◆ **QUOTED TEXT**
= = = =

- Sherwin in the Doctor Who serial Spearhead from Space (1970)
- Born: Derrick George Sherwin 16 April 1936 High Wycombe, Buckinghamshire, England
- Died: 17 October 2018 (aged 82)
- Occupations: Television producer, writer, story editor, actor
- Spouse: Jane Parsons ​ ​(m. 1957; div. 1982)​

= Derrick Sherwin =

English television producer (1936–2018)

Derrick George Sherwin (16 April 1936 – 17 October 2018) was an English television producer, writer, story editor and actor. After beginning his career in the theatre, Sherwin became an actor in television before moving into writing. He became the story editor on Doctor Who and, as the producer of the series in 1969, he oversaw the transition from black-and-white to colour by producing Patrick Troughton's final story and Jon Pertwee's first. He also co-produced Paul Temple for the BBC.

==Early life==
Sherwin began his career in the theatre and worked as a junior set designer, scenic artist, scene shifter, stage manager and lighting designer. He also spent two years of national service in the Royal Air Force. Following this, he established himself as an actor in theatre, films and television. While still working as an actor, he also began work as a freelance writer, contributing scripts to series such as Crossroads and Z-Cars.

==Doctor Who==
In 1967, during the tenure of Patrick Troughton as the Second Doctor, Sherwin was offered a story-editing role on Doctor Who by BBC Head of Serials Shaun Sutton. He was story editor/script editor on the stories from The Web of Fear to The Mind Robber, on the latter tale writing the first episode. He also wrote the script for The Invasion, which introduced the United Nations Intelligence Taskforce (UNIT), having adapted the original storyline supplied by Kit Pedler.

In 1968–1969, Sherwin began to take a greater role in the producing side of Doctor Who, and after the serial The Mind Robber, he became the unofficial assistant producer for the next three serials, with Terrance Dicks succeeding him as script editor. On The Space Pirates, Sherwin briefly resumed his old role as script editor, while Dicks was busy writing Troughton's last story, the epic 10-part season finale The War Games with Malcolm Hulke. Dicks credited Sherwin with the creation of the Time Lords, who were introduced in The War Games.

= = = =

◆ **PROBLEMS TO SOLVE**
[A] Please write out the part of the Derrick Sherwin article between "Derrick George Sherwin (16" and "for the BBC.", inclusive.
[B] According to the Derrick Sherwin article, who offered Sherwin a story-editing role on Doctor Who in 1967?
[C] Give what follows in the Derrick Sherwin article, picking up after its final sentence.
The material that comes after the Derrick Sherwin article isn't needed for anything here.

= = = =

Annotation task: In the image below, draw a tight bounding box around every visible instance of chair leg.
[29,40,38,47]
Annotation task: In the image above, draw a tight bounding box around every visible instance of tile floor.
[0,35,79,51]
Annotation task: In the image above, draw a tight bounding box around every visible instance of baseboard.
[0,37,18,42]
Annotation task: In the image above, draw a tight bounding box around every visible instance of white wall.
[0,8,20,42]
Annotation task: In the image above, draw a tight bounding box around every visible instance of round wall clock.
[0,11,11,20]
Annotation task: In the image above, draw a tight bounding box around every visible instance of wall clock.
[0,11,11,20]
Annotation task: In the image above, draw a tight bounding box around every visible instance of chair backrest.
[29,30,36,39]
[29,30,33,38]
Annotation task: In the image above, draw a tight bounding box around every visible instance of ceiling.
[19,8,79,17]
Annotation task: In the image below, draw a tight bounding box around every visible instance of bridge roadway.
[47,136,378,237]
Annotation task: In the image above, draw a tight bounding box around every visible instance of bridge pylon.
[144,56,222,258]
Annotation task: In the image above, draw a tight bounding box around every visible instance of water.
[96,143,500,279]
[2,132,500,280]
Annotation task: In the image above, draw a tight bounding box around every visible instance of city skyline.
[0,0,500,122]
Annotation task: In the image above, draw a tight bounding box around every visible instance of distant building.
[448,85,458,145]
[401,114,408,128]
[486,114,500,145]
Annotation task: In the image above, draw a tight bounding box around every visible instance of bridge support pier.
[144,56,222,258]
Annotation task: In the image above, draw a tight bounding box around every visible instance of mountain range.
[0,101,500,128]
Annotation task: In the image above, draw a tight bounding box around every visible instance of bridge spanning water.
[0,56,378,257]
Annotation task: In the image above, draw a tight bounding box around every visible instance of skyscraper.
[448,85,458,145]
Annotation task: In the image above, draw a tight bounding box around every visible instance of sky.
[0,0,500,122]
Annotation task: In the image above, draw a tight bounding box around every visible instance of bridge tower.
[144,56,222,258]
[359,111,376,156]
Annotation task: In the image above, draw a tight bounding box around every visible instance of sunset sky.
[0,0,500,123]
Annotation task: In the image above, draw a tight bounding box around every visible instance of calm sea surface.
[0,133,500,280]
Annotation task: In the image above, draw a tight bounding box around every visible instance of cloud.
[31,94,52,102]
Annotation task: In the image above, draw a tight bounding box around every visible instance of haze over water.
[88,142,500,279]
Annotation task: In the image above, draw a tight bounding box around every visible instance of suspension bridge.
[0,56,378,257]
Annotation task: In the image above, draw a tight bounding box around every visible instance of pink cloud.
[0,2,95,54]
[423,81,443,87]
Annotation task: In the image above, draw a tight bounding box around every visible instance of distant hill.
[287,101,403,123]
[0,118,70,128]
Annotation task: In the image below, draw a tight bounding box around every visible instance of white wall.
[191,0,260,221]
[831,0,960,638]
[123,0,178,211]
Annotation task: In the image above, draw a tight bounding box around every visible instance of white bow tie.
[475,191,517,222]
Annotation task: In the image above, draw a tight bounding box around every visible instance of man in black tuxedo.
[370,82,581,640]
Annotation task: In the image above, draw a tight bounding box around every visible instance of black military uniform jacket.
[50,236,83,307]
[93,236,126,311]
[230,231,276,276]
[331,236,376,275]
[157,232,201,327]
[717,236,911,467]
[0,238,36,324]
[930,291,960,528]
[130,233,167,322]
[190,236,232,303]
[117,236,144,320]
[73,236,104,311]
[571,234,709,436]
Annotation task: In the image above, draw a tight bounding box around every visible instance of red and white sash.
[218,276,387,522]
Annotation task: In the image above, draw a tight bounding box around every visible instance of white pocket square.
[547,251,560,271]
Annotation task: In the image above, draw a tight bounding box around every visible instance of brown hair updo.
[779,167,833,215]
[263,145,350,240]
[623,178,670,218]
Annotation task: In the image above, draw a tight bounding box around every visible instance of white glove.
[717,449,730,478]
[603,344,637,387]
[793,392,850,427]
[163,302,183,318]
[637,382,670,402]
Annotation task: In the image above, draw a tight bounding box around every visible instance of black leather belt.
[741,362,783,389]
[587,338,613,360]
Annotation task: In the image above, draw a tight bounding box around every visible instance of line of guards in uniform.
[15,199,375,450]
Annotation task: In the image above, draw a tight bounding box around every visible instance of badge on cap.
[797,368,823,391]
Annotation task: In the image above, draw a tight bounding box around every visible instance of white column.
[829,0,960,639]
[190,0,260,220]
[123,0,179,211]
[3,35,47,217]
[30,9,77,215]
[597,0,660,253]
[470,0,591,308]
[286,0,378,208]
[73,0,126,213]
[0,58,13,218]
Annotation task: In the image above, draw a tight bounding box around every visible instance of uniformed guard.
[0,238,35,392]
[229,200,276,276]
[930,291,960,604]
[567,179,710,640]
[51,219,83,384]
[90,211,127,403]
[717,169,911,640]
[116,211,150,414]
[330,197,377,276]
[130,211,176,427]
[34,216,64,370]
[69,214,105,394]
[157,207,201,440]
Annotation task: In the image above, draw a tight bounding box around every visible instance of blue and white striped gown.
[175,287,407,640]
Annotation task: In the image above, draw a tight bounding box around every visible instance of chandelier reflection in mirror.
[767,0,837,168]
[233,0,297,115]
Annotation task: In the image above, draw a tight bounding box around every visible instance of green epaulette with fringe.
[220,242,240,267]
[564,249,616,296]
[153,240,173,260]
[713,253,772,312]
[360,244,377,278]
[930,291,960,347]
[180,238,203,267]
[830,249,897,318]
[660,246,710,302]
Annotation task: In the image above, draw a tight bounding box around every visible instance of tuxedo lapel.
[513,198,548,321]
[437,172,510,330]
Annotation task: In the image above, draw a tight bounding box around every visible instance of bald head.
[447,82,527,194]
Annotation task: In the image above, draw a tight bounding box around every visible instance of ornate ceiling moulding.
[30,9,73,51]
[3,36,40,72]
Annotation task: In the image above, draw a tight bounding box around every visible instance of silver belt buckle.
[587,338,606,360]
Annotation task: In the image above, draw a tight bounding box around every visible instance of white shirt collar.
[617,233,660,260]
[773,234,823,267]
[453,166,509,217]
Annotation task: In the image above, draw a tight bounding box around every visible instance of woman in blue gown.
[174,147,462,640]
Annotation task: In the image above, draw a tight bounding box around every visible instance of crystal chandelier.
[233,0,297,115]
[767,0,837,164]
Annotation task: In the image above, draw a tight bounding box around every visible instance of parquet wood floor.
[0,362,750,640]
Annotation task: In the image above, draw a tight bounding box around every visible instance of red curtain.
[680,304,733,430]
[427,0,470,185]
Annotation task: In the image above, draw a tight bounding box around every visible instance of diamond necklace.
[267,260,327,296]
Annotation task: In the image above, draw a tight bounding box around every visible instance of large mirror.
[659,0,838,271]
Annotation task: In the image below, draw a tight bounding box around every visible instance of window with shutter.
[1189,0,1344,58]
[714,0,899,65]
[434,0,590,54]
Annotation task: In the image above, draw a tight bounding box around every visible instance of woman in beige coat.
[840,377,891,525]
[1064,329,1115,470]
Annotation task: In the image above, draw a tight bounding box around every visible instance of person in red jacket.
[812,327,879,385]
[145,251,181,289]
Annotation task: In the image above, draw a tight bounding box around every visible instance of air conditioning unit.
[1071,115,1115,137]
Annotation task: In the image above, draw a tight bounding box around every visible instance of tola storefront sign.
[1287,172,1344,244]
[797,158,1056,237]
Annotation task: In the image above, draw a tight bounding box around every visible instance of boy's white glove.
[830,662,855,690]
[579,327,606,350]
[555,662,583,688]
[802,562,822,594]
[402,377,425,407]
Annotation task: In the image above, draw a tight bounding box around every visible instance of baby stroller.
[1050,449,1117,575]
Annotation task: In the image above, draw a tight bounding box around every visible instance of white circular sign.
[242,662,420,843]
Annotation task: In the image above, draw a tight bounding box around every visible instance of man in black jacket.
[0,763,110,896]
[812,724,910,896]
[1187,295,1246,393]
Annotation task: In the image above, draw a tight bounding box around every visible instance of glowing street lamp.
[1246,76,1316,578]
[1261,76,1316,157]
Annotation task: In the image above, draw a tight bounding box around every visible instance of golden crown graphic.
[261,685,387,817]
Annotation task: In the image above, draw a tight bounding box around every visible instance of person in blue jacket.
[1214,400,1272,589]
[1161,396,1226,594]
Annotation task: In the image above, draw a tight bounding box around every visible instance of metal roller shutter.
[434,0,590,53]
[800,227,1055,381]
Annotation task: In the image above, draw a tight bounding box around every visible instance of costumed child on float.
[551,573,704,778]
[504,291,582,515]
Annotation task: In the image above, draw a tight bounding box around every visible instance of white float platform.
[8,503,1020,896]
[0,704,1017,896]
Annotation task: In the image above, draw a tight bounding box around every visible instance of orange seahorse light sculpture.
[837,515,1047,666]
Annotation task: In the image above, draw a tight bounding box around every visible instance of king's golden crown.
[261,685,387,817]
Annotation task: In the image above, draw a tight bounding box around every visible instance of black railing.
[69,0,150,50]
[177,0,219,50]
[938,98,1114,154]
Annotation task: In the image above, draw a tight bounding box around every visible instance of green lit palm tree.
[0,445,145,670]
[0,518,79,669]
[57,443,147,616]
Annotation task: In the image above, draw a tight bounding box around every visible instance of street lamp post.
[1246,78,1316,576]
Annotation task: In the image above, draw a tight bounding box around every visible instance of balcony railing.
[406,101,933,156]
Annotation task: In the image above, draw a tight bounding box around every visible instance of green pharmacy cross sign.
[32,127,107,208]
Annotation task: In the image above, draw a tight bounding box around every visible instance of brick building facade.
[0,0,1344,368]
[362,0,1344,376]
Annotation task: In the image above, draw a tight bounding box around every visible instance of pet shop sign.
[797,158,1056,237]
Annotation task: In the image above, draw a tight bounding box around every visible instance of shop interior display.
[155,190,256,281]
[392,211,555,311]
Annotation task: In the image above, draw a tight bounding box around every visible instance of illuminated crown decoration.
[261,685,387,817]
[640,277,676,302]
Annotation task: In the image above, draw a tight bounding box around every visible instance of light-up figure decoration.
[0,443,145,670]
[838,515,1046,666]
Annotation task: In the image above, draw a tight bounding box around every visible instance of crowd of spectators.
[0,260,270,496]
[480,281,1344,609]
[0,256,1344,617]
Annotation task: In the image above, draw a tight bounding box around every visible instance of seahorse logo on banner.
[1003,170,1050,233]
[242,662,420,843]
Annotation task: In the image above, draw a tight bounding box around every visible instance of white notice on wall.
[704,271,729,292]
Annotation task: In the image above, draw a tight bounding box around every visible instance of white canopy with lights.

= = = =

◆ **ANSWERS FOR THE EXERCISE**
[A]
Derrick George Sherwin (16 April 1936 – 17 October 2018) was an English television producer, writer, story editor and actor. After beginning his career in the theatre, Sherwin became an actor in television before moving into writing. He became the story editor on Doctor Who and, as the producer of the series in 1969, he oversaw the transition from black-and-white to colour by producing Patrick Troughton's final story and Jon Pertwee's first. He also co-produced Paul Temple for the BBC.

[B] BBC Head of Serials Shaun Sutton.

[C]
Sherwin was involved in the casting of Jon Pertwee in the lead role on the programme, and succeeded Peter Bryant as producer in 1969 for The War Games and Pertwee's debut, Spearhead from Space, making a small on-screen appearance as a car park attendant in the latter serial as he was still a member of the British Actors' Equity Association at the time. He had dismissed the actor originally cast in the part for not being able to perform the role adequately.

Sherwin was responsible for the idea of exiling the Doctor to Earth the end of The War Games, a decision he took in an attempt to improve falling viewing figures, reinvent the programme and bring more reality to Doctor Who by basing it more on Nigel Kneale's Quatermass serials from the 1950s. For this purpose, Sherwin created the United Nations Intelligence Taskforce (UNIT) in The Invasion as an organisation that the Doctor could become allied to on Earth during his exile. UNIT became a prominent feature of Doctor Who throughout the Third Doctor's era, when the series was produced by Sherwin's successor, Barry Letts. Sherwin left the series after Spearhead from Space.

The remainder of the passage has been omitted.